▼▼▼

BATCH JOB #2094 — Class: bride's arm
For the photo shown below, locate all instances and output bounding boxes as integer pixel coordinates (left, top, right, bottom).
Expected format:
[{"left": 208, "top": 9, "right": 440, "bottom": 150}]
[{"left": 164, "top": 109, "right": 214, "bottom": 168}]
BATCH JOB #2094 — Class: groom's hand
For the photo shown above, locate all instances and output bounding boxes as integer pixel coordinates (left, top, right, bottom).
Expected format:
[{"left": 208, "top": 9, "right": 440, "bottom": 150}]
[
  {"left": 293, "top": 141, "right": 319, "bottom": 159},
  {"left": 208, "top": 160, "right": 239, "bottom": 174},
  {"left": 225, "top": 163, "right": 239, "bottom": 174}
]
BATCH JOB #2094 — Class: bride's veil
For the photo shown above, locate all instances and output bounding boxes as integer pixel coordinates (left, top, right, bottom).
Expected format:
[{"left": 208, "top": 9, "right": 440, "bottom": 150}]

▲▲▲

• Your assignment
Check the listing above for "Class". Show every line where it turns up.

• Answer to this exercise
BATCH JOB #2094 — Class: bride's arm
BATCH JOB #2094 — Class: groom's hand
BATCH JOB #2094 — Class: bride's veil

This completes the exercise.